Source:
· · ·
Friday morning dawned grey and quiet.  Just as it should be.  Family consensus … a day spent together, crafting, listening, watching, sharing.

Me?  I made Easter Eggs.  The non-edible variety.  Inspired by the terribly sweet, cheerfully coloured and decorated candy eggs that were popular when I was little.  The ones that broke your teeth.  And rotted your surviving teeth as you ate it.  Oh they were good :-)

finishing the sheep

I started with a mandala/Ukranian decorative design.  But then, spying “Petook: An Easter Story” which I’d taken down from the shelf to re-read, I decided the rest of my felt eggs would tell a more traditional tale.

I needle felted the trees of Calvary, a wee lamb of God, a radiant sunrise, and a Rooster … joyfully singing at the miracle that is the arrival of each new day, and the beauty and wonder of life that comes with it.


The last step of each egg … adding the crocheted trim (like the piped iced edges of the candy eggs) was by far the trickiest and most time consuming.  But all were finished and ready for the Easter table.

And in a week’s time, they will be carefully packed into the Easter box, awaiting their turn to shine again next year.  That’s one of the things I love about the handmade loveliness we create and keep for our special festivals.  Each year, we pull them out and there they are, filled up with the love and effort of previous years.  Reminding us of the richness and comfort of family life as it journeys with the sun, round and round and round.

all together

ukrainian style




rooster and chick

on the easter table

If Easter is a feast you keep, in whatever form, I hope it was filled with family, love and happiness :-)
· · ·
(Stored items from a collection)
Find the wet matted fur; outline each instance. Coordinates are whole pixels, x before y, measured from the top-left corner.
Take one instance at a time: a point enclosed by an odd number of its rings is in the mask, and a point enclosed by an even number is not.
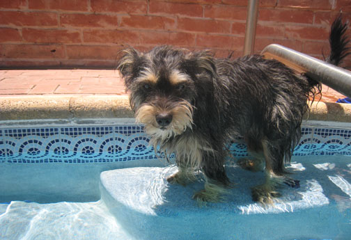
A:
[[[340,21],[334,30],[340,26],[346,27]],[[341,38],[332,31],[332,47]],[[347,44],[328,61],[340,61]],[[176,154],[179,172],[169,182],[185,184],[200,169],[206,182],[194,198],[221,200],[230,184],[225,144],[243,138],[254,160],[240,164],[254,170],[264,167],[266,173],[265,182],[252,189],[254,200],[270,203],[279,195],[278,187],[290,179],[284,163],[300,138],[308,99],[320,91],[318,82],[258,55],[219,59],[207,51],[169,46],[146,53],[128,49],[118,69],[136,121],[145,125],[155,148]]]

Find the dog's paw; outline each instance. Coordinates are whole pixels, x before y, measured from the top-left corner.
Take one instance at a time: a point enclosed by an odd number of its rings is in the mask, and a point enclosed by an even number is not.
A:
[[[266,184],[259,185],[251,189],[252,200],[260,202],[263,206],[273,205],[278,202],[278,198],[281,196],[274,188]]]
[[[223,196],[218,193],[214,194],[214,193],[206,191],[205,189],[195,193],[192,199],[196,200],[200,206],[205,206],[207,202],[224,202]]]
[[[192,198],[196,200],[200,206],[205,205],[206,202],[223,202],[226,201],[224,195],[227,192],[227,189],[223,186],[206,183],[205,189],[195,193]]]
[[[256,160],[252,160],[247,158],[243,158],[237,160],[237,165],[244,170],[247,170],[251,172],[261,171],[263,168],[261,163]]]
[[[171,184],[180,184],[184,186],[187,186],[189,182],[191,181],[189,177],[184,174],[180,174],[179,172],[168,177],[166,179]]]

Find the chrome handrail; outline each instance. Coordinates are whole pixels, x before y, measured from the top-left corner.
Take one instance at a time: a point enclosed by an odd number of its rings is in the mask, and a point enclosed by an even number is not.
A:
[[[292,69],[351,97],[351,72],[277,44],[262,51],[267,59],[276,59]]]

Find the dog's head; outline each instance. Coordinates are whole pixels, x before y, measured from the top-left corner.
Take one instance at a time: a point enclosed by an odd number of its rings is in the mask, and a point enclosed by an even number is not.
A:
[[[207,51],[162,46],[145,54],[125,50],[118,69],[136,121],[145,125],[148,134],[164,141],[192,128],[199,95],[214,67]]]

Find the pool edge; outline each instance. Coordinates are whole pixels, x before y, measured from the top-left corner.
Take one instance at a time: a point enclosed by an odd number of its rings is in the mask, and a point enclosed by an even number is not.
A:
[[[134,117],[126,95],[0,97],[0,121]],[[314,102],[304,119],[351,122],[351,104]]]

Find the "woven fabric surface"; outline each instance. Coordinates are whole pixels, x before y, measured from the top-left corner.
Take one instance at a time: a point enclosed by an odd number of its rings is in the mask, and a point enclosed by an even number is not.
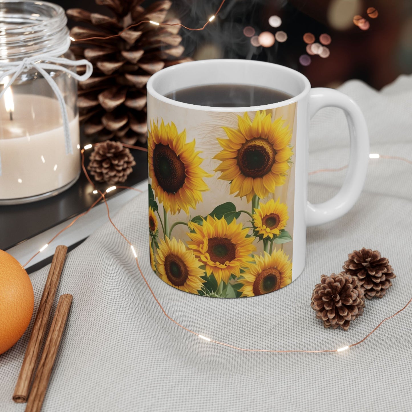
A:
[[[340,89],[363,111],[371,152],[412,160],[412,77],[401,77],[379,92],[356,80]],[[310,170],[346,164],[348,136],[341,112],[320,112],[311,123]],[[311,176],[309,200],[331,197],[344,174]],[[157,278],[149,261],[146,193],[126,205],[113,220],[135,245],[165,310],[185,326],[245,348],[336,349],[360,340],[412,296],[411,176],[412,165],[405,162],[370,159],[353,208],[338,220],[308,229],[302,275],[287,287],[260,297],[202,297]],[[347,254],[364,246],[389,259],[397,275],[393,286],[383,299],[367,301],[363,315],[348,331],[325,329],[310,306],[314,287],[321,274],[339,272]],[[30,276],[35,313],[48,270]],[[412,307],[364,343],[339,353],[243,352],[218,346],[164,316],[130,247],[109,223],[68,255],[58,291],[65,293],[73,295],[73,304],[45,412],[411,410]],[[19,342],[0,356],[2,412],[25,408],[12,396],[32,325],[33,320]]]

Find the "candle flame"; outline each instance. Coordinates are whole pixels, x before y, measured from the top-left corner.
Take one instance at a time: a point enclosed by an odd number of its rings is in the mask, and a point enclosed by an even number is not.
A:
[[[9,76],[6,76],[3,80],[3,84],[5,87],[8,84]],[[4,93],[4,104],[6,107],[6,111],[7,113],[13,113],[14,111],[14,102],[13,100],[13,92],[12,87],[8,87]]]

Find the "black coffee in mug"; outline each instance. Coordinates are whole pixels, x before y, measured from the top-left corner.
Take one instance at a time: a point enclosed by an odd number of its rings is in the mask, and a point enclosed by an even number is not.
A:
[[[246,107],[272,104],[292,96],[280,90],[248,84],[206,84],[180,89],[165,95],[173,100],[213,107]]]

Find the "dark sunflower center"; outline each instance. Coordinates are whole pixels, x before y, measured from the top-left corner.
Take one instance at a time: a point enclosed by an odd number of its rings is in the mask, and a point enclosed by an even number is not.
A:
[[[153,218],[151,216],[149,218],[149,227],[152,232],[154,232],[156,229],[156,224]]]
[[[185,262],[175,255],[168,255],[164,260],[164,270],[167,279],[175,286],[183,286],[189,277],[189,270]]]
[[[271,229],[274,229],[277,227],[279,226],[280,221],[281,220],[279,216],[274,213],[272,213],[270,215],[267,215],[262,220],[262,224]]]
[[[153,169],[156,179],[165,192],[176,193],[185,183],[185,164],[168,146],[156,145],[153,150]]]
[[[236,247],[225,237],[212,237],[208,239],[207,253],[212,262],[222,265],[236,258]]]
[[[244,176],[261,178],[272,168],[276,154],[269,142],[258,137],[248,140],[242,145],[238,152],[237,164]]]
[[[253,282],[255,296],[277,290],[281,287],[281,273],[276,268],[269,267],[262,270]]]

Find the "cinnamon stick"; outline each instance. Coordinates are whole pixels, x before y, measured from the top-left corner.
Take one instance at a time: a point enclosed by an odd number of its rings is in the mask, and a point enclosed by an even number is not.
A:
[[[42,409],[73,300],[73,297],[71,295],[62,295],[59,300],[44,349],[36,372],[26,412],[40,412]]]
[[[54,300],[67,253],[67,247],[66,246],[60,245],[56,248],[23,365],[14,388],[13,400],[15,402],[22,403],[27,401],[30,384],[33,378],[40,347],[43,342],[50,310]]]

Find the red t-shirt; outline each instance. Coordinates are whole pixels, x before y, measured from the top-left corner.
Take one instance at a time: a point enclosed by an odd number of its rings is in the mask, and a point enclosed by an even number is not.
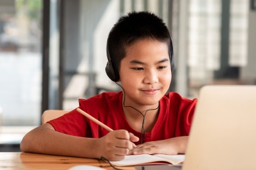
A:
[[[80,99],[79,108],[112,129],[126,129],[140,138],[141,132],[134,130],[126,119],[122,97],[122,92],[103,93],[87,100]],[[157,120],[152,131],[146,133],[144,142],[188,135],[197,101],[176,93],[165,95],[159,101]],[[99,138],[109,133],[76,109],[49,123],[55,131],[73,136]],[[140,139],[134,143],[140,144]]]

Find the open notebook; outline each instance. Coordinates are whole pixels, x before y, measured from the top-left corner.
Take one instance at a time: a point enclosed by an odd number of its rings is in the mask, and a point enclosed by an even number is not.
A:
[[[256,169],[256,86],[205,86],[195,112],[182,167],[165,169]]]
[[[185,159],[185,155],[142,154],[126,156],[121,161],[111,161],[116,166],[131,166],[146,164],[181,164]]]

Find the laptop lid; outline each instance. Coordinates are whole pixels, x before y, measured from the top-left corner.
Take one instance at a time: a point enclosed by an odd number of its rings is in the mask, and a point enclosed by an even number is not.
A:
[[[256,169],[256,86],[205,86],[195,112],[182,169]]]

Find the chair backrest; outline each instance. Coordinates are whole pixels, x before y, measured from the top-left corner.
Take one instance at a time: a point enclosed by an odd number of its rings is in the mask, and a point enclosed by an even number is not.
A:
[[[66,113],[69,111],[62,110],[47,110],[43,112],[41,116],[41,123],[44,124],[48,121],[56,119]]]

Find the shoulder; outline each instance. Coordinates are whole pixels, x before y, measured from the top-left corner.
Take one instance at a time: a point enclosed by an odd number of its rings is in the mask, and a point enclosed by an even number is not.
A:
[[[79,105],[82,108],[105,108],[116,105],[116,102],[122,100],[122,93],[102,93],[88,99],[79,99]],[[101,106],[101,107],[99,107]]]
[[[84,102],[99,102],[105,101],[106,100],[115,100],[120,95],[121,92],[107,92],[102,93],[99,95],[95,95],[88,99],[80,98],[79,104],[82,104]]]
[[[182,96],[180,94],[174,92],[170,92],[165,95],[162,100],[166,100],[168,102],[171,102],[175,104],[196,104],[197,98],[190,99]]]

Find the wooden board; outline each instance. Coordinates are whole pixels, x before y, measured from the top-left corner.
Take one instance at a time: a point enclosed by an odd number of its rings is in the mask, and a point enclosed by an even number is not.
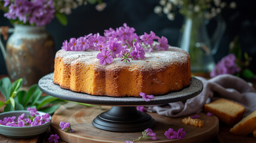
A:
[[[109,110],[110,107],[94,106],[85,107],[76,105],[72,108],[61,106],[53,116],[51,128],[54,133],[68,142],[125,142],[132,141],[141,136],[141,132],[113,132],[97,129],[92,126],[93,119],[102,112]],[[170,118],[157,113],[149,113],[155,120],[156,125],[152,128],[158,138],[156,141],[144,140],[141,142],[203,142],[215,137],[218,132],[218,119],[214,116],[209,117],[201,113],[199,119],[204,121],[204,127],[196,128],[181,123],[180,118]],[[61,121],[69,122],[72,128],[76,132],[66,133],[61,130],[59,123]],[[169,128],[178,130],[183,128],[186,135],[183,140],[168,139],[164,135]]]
· · ·
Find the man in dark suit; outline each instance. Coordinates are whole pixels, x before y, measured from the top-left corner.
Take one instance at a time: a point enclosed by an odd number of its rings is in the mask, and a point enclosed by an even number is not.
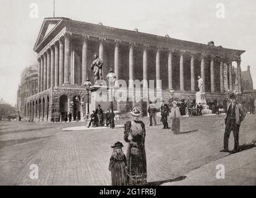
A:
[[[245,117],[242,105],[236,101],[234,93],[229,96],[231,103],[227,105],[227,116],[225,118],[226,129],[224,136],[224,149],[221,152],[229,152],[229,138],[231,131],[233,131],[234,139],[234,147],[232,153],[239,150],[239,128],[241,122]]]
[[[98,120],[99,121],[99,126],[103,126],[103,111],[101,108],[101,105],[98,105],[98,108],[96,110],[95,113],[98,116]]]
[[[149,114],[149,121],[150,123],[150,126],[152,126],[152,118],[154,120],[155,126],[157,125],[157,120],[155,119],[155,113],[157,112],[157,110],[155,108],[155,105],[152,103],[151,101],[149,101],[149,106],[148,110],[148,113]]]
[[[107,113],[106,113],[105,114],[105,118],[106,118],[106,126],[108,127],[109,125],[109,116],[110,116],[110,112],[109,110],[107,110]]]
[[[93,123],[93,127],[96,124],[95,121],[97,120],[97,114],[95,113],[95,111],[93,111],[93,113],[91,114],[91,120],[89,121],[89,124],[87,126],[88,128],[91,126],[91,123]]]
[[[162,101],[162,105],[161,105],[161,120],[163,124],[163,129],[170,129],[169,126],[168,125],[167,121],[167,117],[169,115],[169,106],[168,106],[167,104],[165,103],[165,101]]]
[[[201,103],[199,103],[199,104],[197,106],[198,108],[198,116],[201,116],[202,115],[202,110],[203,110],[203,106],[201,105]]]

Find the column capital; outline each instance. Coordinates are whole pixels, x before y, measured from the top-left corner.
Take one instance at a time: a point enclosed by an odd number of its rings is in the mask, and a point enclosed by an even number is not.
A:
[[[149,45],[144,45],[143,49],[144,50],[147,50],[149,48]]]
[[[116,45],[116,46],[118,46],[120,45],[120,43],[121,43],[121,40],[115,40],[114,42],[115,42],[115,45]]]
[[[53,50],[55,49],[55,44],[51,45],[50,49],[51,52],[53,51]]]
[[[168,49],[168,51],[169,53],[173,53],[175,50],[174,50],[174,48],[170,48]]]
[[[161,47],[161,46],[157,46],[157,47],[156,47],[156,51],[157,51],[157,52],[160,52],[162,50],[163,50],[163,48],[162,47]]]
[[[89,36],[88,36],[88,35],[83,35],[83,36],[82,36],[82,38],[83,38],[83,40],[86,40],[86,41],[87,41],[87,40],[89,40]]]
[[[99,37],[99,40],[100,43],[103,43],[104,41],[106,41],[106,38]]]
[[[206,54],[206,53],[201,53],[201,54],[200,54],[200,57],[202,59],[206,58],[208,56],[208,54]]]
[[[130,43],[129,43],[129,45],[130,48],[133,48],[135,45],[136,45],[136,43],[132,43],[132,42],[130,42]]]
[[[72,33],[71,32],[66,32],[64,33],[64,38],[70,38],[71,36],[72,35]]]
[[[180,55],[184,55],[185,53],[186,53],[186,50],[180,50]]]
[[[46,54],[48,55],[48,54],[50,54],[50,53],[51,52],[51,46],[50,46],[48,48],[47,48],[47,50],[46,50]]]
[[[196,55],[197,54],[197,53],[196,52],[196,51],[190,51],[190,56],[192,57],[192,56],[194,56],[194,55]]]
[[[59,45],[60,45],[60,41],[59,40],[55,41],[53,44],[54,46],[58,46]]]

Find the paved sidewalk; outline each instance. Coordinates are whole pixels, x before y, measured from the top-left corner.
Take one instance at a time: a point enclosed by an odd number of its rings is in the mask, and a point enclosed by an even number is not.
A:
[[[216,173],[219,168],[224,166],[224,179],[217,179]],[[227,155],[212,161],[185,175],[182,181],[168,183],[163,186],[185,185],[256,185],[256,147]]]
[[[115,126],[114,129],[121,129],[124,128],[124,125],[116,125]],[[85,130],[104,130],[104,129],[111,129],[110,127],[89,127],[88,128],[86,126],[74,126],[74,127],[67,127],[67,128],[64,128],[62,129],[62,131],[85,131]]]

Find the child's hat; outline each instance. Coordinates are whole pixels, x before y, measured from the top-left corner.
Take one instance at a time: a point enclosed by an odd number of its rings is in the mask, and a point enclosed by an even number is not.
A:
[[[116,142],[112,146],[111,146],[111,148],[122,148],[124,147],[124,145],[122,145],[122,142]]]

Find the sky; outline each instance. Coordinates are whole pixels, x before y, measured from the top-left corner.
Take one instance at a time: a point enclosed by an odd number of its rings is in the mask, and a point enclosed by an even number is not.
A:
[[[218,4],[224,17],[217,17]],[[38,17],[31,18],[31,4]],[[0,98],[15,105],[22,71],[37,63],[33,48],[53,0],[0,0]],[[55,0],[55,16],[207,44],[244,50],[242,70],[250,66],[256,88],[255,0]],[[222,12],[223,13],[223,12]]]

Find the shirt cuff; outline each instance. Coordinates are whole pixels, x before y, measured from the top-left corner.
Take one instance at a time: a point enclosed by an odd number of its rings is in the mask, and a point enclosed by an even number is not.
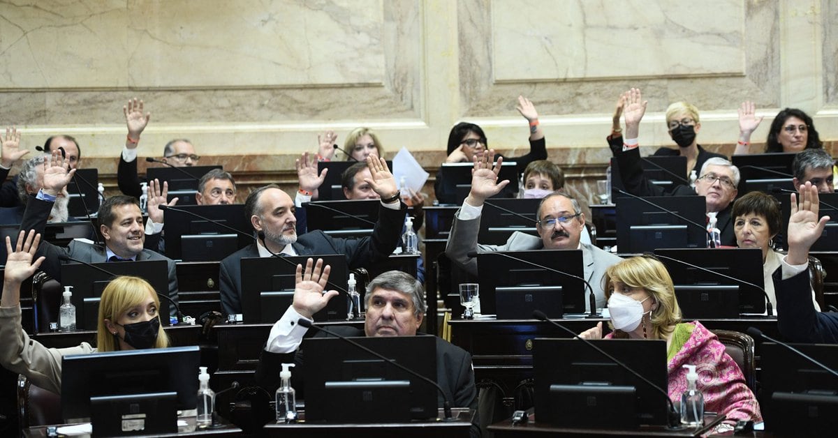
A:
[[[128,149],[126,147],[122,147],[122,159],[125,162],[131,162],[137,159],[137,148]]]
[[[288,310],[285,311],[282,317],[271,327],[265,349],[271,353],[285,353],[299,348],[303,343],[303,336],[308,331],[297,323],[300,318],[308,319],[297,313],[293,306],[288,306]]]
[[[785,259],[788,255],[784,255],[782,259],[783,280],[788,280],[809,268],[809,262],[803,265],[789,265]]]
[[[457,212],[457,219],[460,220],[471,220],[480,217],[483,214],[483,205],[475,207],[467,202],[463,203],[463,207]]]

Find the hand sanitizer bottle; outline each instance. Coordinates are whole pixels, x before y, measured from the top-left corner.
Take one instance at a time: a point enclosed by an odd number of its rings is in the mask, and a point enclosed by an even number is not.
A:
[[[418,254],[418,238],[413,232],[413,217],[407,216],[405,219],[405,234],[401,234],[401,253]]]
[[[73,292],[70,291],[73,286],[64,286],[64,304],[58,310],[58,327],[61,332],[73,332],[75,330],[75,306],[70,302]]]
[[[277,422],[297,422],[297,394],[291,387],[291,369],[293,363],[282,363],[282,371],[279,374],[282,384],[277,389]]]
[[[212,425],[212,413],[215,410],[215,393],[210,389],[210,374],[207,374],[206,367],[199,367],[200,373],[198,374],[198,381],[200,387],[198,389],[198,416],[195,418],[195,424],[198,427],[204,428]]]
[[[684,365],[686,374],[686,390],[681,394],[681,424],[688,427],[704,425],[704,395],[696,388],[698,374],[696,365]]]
· · ·
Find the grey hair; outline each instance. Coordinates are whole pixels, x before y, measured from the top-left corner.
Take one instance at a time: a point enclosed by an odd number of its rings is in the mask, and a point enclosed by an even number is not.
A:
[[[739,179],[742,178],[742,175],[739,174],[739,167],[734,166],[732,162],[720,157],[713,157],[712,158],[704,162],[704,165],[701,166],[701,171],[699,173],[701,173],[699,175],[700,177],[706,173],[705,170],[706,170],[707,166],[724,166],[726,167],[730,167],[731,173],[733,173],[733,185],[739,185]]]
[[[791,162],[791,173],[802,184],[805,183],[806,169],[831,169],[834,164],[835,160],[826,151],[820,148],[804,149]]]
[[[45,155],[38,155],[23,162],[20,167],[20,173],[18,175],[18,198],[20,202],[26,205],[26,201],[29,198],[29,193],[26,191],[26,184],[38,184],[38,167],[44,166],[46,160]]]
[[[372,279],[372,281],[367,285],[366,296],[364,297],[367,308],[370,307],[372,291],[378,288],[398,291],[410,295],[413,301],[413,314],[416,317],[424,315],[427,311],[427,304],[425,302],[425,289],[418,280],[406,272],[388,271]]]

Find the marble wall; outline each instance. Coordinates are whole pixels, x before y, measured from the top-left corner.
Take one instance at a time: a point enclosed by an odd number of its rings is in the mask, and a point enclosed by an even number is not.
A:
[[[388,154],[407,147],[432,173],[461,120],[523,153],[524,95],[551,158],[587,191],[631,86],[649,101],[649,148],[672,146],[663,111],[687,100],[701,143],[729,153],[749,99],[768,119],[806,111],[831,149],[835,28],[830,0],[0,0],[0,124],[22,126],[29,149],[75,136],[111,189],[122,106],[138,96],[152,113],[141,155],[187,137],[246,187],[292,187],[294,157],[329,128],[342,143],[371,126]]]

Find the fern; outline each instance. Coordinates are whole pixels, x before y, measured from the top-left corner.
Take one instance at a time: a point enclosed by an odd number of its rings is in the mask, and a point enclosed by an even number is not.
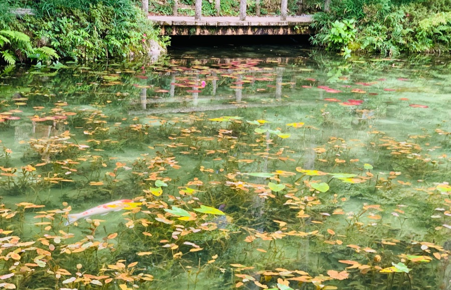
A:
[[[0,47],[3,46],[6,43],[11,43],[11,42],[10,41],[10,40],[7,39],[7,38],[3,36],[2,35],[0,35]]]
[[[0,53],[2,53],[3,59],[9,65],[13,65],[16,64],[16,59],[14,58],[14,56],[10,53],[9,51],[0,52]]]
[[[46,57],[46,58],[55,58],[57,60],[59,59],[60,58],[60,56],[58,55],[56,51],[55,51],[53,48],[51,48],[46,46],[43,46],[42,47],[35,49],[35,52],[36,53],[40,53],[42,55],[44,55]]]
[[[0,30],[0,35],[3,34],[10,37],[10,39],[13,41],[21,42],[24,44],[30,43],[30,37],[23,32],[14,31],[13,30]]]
· · ·
Tasks and exercises:
a. In the post about the felt Easter eggs, which step of making each egg was the trickiest and most time-consuming?
b. From the post about the felt Easter eggs, reproduce the stretch from "all together" through "and happiness :-)".
c. Summarize the post about the felt Easter eggs in two sentences.

Solutions to the problems:
a. Adding the crocheted trim was the trickiest and most time-consuming step.

b.
all together

ukrainian style




rooster and chick

on the easter table

If Easter is a feast you keep, in whatever form, I hope it was filled with family, love and happiness :-)

c. On a quiet Friday spent with family, the writer made non-edible felt Easter eggs inspired by the sweet, decorated candy eggs of childhood, starting with a Ukrainian-style design and then needle felting a more traditional Easter tale with the trees of Calvary, a lamb, a sunrise, and a rooster. Each egg was finished with crocheted trim and set on the Easter table, and in a week the eggs will be packed into the Easter box to be brought out again next year.